> PROBLEM REQUIREMENTS
Copy the records below word for word, leaving out the pictures.

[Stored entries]
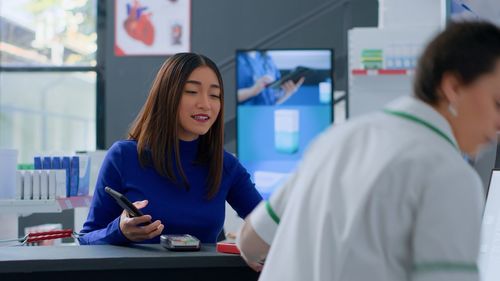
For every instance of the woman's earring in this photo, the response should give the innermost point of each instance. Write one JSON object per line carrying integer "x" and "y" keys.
{"x": 452, "y": 110}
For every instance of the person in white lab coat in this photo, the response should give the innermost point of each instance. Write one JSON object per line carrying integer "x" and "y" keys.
{"x": 389, "y": 196}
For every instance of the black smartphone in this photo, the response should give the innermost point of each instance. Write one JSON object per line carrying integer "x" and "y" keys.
{"x": 124, "y": 202}
{"x": 294, "y": 76}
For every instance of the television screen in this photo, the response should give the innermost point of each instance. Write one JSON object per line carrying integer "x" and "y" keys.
{"x": 284, "y": 100}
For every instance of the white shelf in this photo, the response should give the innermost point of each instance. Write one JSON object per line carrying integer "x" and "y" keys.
{"x": 371, "y": 89}
{"x": 43, "y": 206}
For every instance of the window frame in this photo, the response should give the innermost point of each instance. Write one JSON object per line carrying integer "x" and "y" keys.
{"x": 98, "y": 69}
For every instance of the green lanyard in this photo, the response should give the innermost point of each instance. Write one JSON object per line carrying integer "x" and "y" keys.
{"x": 421, "y": 122}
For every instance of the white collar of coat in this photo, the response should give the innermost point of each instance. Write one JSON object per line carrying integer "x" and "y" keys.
{"x": 417, "y": 108}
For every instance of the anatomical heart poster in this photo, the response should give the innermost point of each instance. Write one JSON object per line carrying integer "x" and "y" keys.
{"x": 152, "y": 27}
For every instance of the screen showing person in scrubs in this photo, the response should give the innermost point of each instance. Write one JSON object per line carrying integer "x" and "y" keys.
{"x": 284, "y": 100}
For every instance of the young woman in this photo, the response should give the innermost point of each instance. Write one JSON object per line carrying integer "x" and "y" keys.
{"x": 173, "y": 164}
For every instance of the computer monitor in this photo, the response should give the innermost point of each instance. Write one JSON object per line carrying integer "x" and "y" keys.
{"x": 489, "y": 255}
{"x": 284, "y": 100}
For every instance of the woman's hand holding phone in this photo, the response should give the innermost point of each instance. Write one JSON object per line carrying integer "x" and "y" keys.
{"x": 134, "y": 228}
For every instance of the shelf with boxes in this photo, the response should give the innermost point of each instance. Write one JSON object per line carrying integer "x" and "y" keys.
{"x": 381, "y": 72}
{"x": 55, "y": 184}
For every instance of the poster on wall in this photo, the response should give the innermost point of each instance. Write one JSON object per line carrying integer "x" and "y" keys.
{"x": 152, "y": 27}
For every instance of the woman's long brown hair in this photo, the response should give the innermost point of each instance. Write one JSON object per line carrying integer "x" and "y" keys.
{"x": 156, "y": 127}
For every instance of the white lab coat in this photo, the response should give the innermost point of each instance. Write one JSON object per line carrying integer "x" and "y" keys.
{"x": 379, "y": 198}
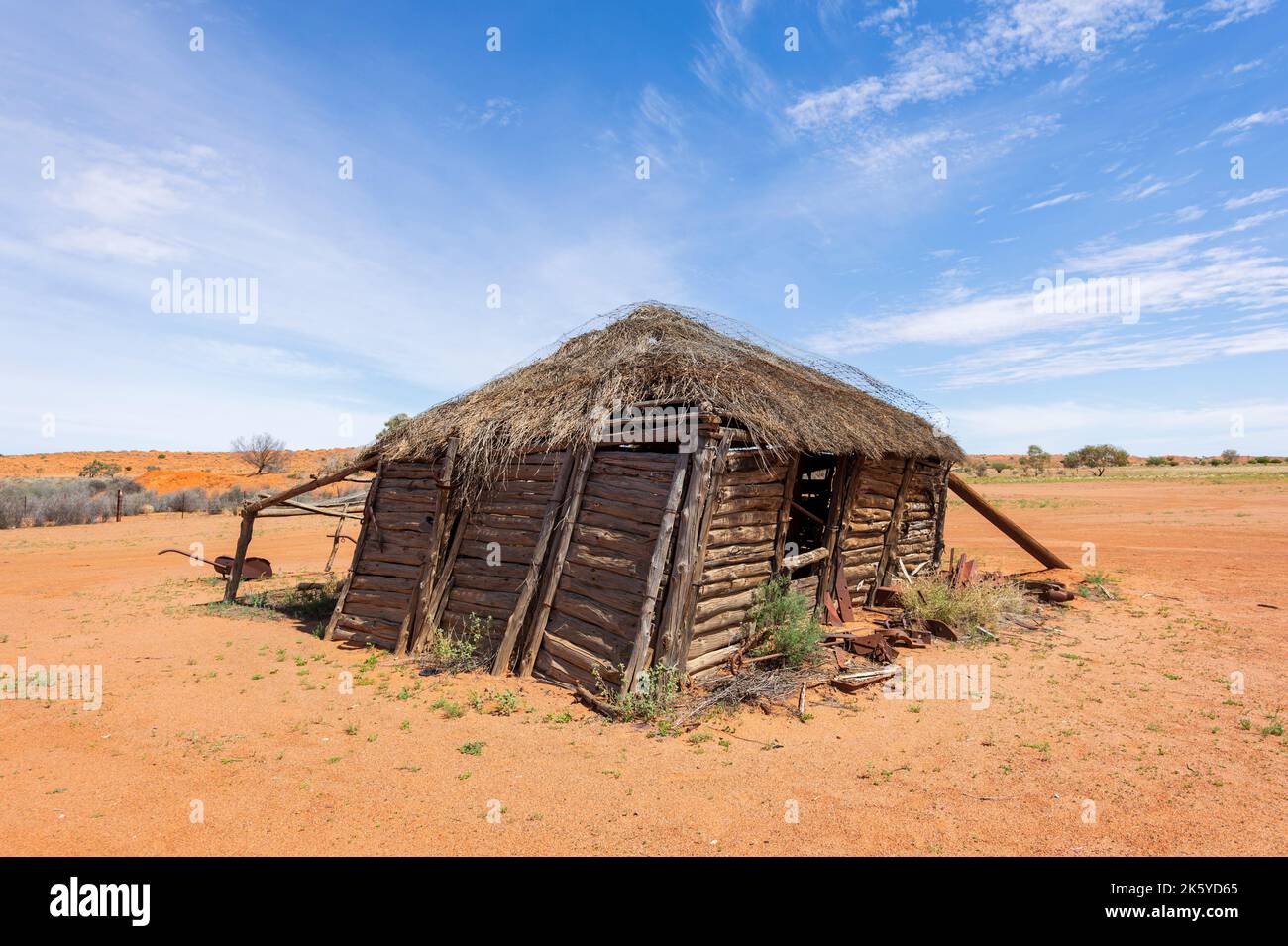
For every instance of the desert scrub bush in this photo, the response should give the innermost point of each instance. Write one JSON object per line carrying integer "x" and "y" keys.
{"x": 977, "y": 604}
{"x": 183, "y": 501}
{"x": 787, "y": 620}
{"x": 653, "y": 699}
{"x": 303, "y": 602}
{"x": 13, "y": 507}
{"x": 460, "y": 652}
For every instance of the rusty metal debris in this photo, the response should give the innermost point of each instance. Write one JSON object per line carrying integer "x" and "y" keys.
{"x": 253, "y": 568}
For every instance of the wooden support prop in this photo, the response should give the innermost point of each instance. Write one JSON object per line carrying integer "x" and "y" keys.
{"x": 785, "y": 512}
{"x": 807, "y": 514}
{"x": 554, "y": 566}
{"x": 240, "y": 555}
{"x": 1008, "y": 525}
{"x": 686, "y": 551}
{"x": 940, "y": 516}
{"x": 657, "y": 572}
{"x": 437, "y": 537}
{"x": 310, "y": 485}
{"x": 430, "y": 609}
{"x": 795, "y": 562}
{"x": 357, "y": 553}
{"x": 505, "y": 652}
{"x": 684, "y": 639}
{"x": 892, "y": 537}
{"x": 249, "y": 511}
{"x": 335, "y": 540}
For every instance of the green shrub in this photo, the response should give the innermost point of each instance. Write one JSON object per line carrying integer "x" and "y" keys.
{"x": 653, "y": 699}
{"x": 978, "y": 604}
{"x": 459, "y": 653}
{"x": 789, "y": 620}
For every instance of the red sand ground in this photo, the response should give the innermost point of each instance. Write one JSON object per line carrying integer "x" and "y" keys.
{"x": 166, "y": 472}
{"x": 1125, "y": 704}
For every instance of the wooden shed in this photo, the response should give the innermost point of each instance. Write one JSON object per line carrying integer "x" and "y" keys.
{"x": 618, "y": 502}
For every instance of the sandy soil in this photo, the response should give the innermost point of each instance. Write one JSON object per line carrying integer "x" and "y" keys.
{"x": 1124, "y": 704}
{"x": 166, "y": 472}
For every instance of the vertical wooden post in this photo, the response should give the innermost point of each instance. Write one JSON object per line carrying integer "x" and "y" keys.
{"x": 684, "y": 639}
{"x": 240, "y": 556}
{"x": 1009, "y": 527}
{"x": 940, "y": 515}
{"x": 785, "y": 512}
{"x": 505, "y": 653}
{"x": 656, "y": 572}
{"x": 892, "y": 538}
{"x": 686, "y": 550}
{"x": 369, "y": 514}
{"x": 432, "y": 555}
{"x": 432, "y": 607}
{"x": 841, "y": 498}
{"x": 835, "y": 515}
{"x": 335, "y": 540}
{"x": 554, "y": 566}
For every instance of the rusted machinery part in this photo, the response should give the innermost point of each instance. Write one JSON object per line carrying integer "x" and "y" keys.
{"x": 253, "y": 568}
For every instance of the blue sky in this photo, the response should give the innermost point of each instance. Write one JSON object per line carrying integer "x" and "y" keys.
{"x": 913, "y": 168}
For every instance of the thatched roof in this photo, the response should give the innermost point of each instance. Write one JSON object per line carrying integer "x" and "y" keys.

> TASK RESPONSE
For every instance of the woman's earring in this photo, the response should give the innermost point of each instance. Write one JSON object per line carrying integer "x" and "y" keys.
{"x": 452, "y": 110}
For every instance of the person in white lab coat in this photo, the response should give the innermost point of each instance. Write one JSON object per line carrying integer "x" and "y" keys.
{"x": 389, "y": 196}
For every instance of the black smartphone in this photo, the response should give the innermost point of each instance. Write one JSON object per line carrying integer "x" and "y" keys.
{"x": 124, "y": 202}
{"x": 294, "y": 76}
For every instance of the television screen in this photo, the response should give the innermost point of each instance. Write one JSON object per line carrying integer "x" and "y" keys.
{"x": 284, "y": 100}
For every instance of the white shelf in this photo, the response should give the innermost point of each instance. Write one JSON object per line carrying integer "x" and "y" keys.
{"x": 371, "y": 89}
{"x": 43, "y": 206}
For every instance of the window frame in this photo, the response should give the innermost point of each instance. Write one JSON object per line carrying integer "x" and "y" keys.
{"x": 98, "y": 69}
For every instance of the green lanyard in this photo, the response should give the innermost point of each instance. Write one JSON object per line carrying integer "x" and "y" keys.
{"x": 421, "y": 122}
For every instance of the white collar of coat in this photo, the response should give the innermost point of each instance. Write one JSON object per line carrying integer "x" and "y" keys.
{"x": 417, "y": 108}
For every instance of the anatomical heart poster in this photo, the response should give the innermost point of each instance. Write one JSON object per line carrying integer "x" and "y" keys.
{"x": 152, "y": 27}
For every instance of the screen showing person in scrubs in this photo, the response should give the innermost point of each instance. Write one JSON object per line carrying integer "x" and "y" keys.
{"x": 284, "y": 100}
For every instance of the young woman in this photo, the response should give the innermost point of each instance. Write one JSON object per line carrying integer "x" and "y" keys.
{"x": 173, "y": 164}
For every instance of the computer monitor in this photo, the response should give the innermost point of each instance. Write one JSON object per line carrying integer "x" and "y" keys.
{"x": 489, "y": 255}
{"x": 284, "y": 100}
For every instance of the woman's hand holding phone in this photo, the response should give the innermost point of each instance. Write one JSON object per line carrying integer "x" and "y" keys.
{"x": 134, "y": 228}
For every instance of the shelf with boxes in this photo, the response should give the innermost point of each instance. Write one JSON object per line carrying integer "x" and "y" keys.
{"x": 381, "y": 72}
{"x": 55, "y": 184}
For every instance of the poster on wall in this photo, the response should give the innermost point of each instance. Write one JSON object per line carrying integer "x" and "y" keys.
{"x": 152, "y": 27}
For every instance of the woman's long brown hair in this photo, the response should give the innermost point of each instance. Write one JSON object per line carrying integer "x" and "y" keys.
{"x": 156, "y": 127}
For every instance of the white lab coat in this photo, the response should give the innermost point of each instance. Write one JSON object per line carrying integer "x" and "y" keys.
{"x": 379, "y": 198}
For every instance of the desert scrub bush in this photo, the response should give the innermost point of each instance. Write one JSON object per line carrying integer "x" and "y" keys.
{"x": 977, "y": 604}
{"x": 183, "y": 501}
{"x": 787, "y": 620}
{"x": 653, "y": 699}
{"x": 303, "y": 602}
{"x": 13, "y": 507}
{"x": 460, "y": 652}
For every instance of the rusty metal debris in this photo, the response should give the innermost point of each instance. Write one JSON object per line carrying integer "x" and "y" keys.
{"x": 253, "y": 568}
For every instance of the wooden support prop in this photo, the response should give the innermost point of each instance. Write one JSON object per line carrying integer "x" and "y" keys.
{"x": 785, "y": 512}
{"x": 807, "y": 514}
{"x": 554, "y": 566}
{"x": 240, "y": 555}
{"x": 1008, "y": 525}
{"x": 686, "y": 551}
{"x": 940, "y": 516}
{"x": 657, "y": 572}
{"x": 437, "y": 537}
{"x": 310, "y": 485}
{"x": 430, "y": 609}
{"x": 795, "y": 562}
{"x": 357, "y": 553}
{"x": 505, "y": 652}
{"x": 684, "y": 639}
{"x": 892, "y": 537}
{"x": 249, "y": 511}
{"x": 335, "y": 540}
For every instance of the green shrub in this photo, the response should give the innermost point of each instance. Write one JSON object per line carrying integer "x" and "y" keys.
{"x": 653, "y": 699}
{"x": 978, "y": 604}
{"x": 459, "y": 653}
{"x": 789, "y": 620}
For every instance of the red sand ground in this photo, the response should give the innermost point of each instance. Write one JSON object per line carrying integer "x" and "y" keys.
{"x": 166, "y": 472}
{"x": 1125, "y": 704}
For every instance of the wooden shed in this photo, the response should give the innermost point of each instance. Write one JSON object per line carrying integer "x" and "y" keys.
{"x": 618, "y": 502}
For every instance of the sandy soil in this photo, the response should give the innermost point of each instance. Write one JSON object per line carrying integer "x" and "y" keys.
{"x": 1124, "y": 704}
{"x": 166, "y": 472}
For every instance of the vertical wooden post in this photo, the response should give the innermost point of each instance. Write one JSON object per line carrying integer "x" and "y" keys.
{"x": 684, "y": 639}
{"x": 240, "y": 556}
{"x": 1009, "y": 527}
{"x": 940, "y": 515}
{"x": 785, "y": 512}
{"x": 505, "y": 653}
{"x": 656, "y": 572}
{"x": 892, "y": 538}
{"x": 686, "y": 550}
{"x": 369, "y": 514}
{"x": 432, "y": 555}
{"x": 432, "y": 607}
{"x": 841, "y": 498}
{"x": 835, "y": 515}
{"x": 335, "y": 540}
{"x": 554, "y": 566}
For every instance of the rusted machinery part in this photo, the response should give the innermost point of each instance. Write one JSON object per line carrying integer "x" and "y" keys.
{"x": 253, "y": 568}
For every instance of the blue sky in this photo, the response should give the innermost point of each instance. Write one JSON object per line carrying integer "x" and "y" keys.
{"x": 913, "y": 168}
For every instance of the thatched roof in this photo, the response should give the innermost point of each instance. Write one JSON object per line carrying integer "x" and "y" keys.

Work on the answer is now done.